— START Document —

Should drm::Device should have a default implementation or be demoted to a struct? about drm-rs HOT 9 CLOSED

Originally Device was implemented as a struct wrapping around a RawFd. However, there needed to be a mechanism to close the file descriptor when the Device goes out of scope, requiring a custom Drop trait. But if the same RawFd was used elsewhere in the user's code, then we can't just close it ourselves, which means the user would need to use unsafe code (which I wanted to avoid).

Wrapping it around a File worked for most cases that opened /dev/dri/* directly, but surprisingly many C applications were preferring to open it using either dbus or getting the file descriptor over a socket. You also lost any other traits/functionality you may want from File.

Eventually, I found more and more issues while looking at how various display managers and desktop environments were working, and ended up with this over-engineered abomination:

pub struct Device<T, U> where T: Borrow<U>, U: AsRawFd {
    inner: T
}

As beautiful as it was, some friends of mine convinced me to scrap the idea of a wrapper and make it a trait to just let the user figure out how they want to use it.

It would be simple enough to include a basic Card wrapper for the less complex use-cases. On the other hand we could use a blanket implementation like impl<T> Device for T where T: AsRawFd so that you can directly use File and avoid requiring a wrapper at all.

What would you prefer?

from drm-rs.

Originally Device was implemented as a struct wrapping around a RawFd. However, there needed to be a mechanism to close the file descriptor when the Device goes out of scope, requiring a custom Drop trait. But if the same RawFd was used elsewhere in the user's code, then we can't just close it ourselves, which means the user would need to use unsafe code (which I wanted to avoid).

This is the main reason that the Trait-approach is a godsend for smithay.

Wrapping it around a File worked for most cases that opened /dev/dri/* directly, but surprisingly many C applications were preferring to open it using either dbus or getting the file descriptor over a socket. You also lost any other traits/functionality you may want from File.

This happens a lot in compositors and close semantics are all over the place. Sometime we need to close the file descriptor, sometimes another process does this for us and sometimes we need multiple references of the same file. Tracking all those cases requires a lot of flexibility and having to use anything more then a RawFd (maybe even with its own Drop implementation, I would need to work around), would make things way more difficult for smithay.

— END Document —

## What to work on
(1) According to the drm-rs thread, how did many C applications prefer to open the device?
(2) Retype the drm-rs thread from "What would you" up to and including "godsend for smithay.".
(3) Write what comes next in the drm-rs thread, picking up after its last sentence.

— START Items —

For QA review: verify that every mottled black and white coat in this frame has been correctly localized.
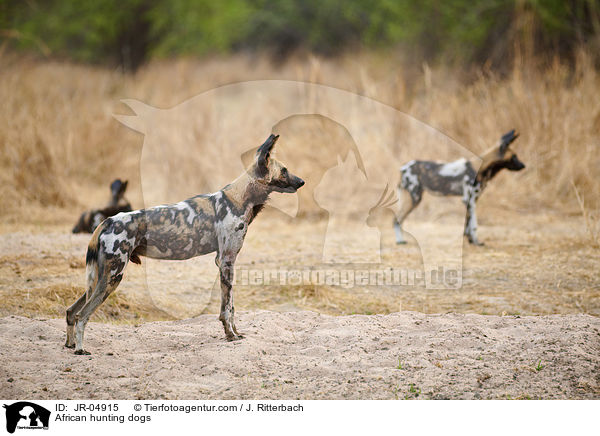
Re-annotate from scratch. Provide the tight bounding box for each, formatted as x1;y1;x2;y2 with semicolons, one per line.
65;135;304;354
394;130;525;245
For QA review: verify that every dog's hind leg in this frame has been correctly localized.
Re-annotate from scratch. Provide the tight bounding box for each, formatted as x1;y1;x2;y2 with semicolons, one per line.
65;261;98;348
392;187;423;244
463;186;483;245
75;255;127;354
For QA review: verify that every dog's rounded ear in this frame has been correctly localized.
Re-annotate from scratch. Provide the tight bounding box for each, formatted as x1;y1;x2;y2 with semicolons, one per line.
256;134;279;176
499;129;519;155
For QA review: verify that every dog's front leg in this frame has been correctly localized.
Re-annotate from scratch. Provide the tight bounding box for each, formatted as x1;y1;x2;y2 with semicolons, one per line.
219;256;243;341
465;195;483;245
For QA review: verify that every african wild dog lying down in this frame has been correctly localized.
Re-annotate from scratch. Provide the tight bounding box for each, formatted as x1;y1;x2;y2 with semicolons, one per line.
394;130;525;245
65;135;304;354
72;179;131;233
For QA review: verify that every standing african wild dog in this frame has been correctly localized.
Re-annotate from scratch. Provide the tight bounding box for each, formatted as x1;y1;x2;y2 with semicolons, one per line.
65;135;304;354
72;179;131;233
394;130;525;245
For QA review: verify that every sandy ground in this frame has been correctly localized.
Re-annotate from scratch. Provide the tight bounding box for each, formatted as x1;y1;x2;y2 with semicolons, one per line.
0;311;600;399
0;205;600;399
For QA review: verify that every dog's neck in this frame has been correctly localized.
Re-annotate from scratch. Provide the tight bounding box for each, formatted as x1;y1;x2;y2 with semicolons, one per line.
221;171;272;223
475;161;506;189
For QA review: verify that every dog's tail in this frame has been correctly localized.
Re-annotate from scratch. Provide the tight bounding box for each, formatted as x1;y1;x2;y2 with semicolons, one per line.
85;220;106;300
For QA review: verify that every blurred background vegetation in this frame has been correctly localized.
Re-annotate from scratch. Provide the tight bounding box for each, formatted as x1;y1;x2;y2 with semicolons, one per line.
0;0;600;71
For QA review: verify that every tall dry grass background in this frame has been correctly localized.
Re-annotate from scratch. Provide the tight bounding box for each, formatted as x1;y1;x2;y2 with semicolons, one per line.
0;52;600;232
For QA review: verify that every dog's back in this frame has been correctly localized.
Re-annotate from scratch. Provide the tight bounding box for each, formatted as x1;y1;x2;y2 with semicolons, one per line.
400;158;476;195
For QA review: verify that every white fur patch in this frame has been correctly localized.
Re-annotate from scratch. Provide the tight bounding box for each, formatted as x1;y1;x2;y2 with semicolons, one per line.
438;157;467;177
173;201;196;225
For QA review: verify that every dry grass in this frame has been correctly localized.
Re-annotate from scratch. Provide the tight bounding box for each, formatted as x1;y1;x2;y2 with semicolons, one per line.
0;54;600;222
0;54;600;322
0;283;172;324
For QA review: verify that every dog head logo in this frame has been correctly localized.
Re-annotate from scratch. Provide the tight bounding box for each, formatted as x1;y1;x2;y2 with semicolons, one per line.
4;401;50;433
109;80;474;317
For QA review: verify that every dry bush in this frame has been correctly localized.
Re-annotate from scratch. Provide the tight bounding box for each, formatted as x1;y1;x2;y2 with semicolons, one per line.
0;53;600;220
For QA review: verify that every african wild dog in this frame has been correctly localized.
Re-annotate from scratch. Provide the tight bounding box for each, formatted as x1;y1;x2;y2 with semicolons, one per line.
72;179;132;233
65;135;304;354
394;130;525;245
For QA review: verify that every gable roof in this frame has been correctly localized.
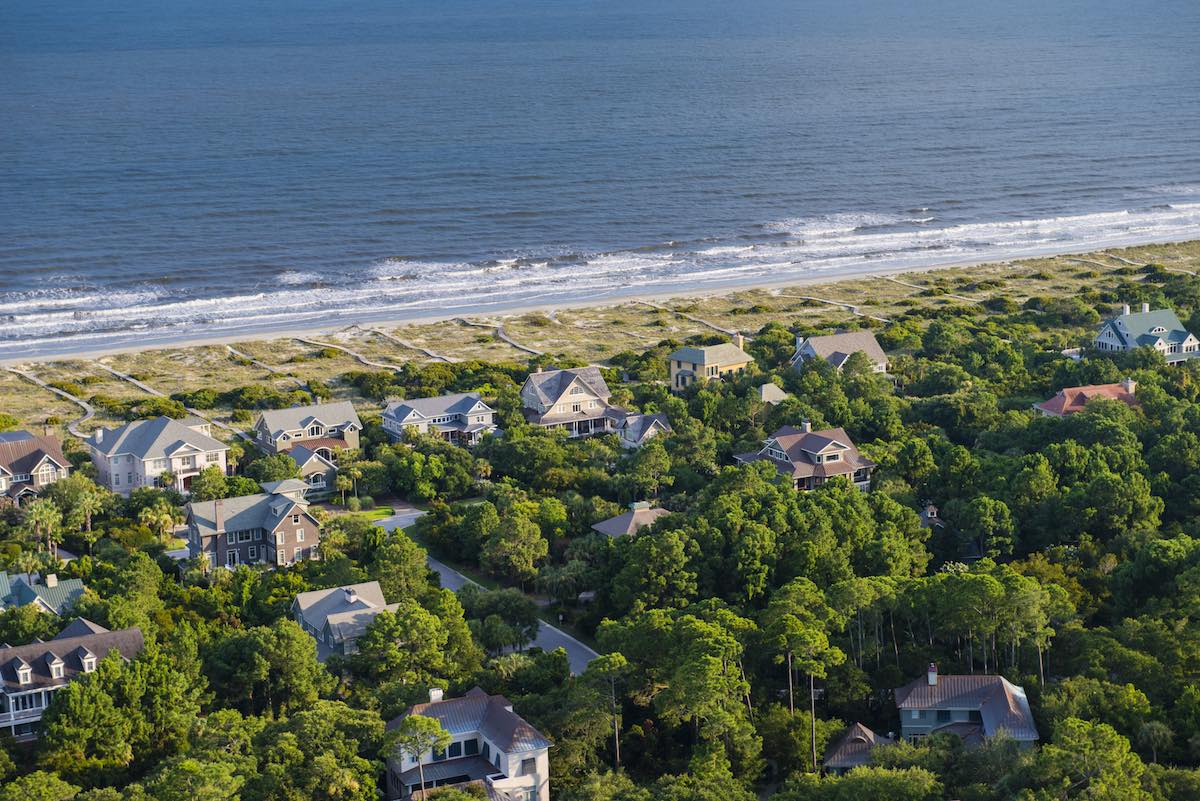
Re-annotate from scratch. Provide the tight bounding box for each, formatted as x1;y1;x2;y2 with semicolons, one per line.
895;675;1038;740
521;367;612;405
383;392;492;422
388;687;551;754
797;331;888;369
592;507;670;537
86;417;229;459
1033;384;1140;416
258;401;362;436
824;723;896;769
0;621;144;693
667;342;754;366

— END Items —

## Expected results
(1) They opened it using either dbus or by getting the file descriptor over a socket.

(2)
What would you prefer?

from drm-rs.

Originally Device was implemented as a struct wrapping around a RawFd. However, there needed to be a mechanism to close the file descriptor when the Device goes out of scope, requiring a custom Drop trait. But if the same RawFd was used elsewhere in the user's code, then we can't just close it ourselves, which means the user would need to use unsafe code (which I wanted to avoid).

This is the main reason that the Trait-approach is a godsend for smithay.

(3)
Eventually, I found more and more issues while looking at how various display managers and desktop environments were working, and ended up with this over-engineered abomination:

pub struct Device<T, U> where T: Borrow<U>, U: AsRawFd {
    inner: T
}

As beautiful as it was, some friends of mine convinced me to scrap the idea of a wrapper and make it a trait to just let the user figure out how they want to use it.

A huge thanks to that friend.

It would be simple enough to include a basic Card wrapper for the less complex use-cases. On the other hand we could use a blanket implementation like impl<T> Device for T where T: AsRawFd so that you can directly use File and avoid requiring a wrapper at all.

What would you prefer?

The latter solution clashes with some use-cases in smithay. I could work around this, but I would strongly prefer the first approach, so I do not need to add more indirection in smithay. Not every file descriptor is a valid drm-device, but I deal with a lot of different structs implementing AsRawFd in smithay. As a result a blanket implementation does also not make much sense from a logical point of view.

from drm-rs.

Those are pretty good excuses for not having a default implementation? Do you see display managers the primary use-case for this crate? If that's the case, then I will admit to being wrong about the 99% case just wanting to own the display for the life of the process.

My thinking was definitely biased towards embedded use-cases like kiosks, touch-screen interfaces, retro game consoles, etc. In my case I'm specifically looking to get graphics onscreen as quickly as possible after boot (a custom dashboard for an automotive project).

from drm-rs.

I think I would also favor the first option of just having a standard Card implementation for those that want it.

from drm-rs.

Do you see display managers the primary use-case for this crate? If that's the case, then I will admit to being wrong about the 99% case just wanting to own the display for the life of the process.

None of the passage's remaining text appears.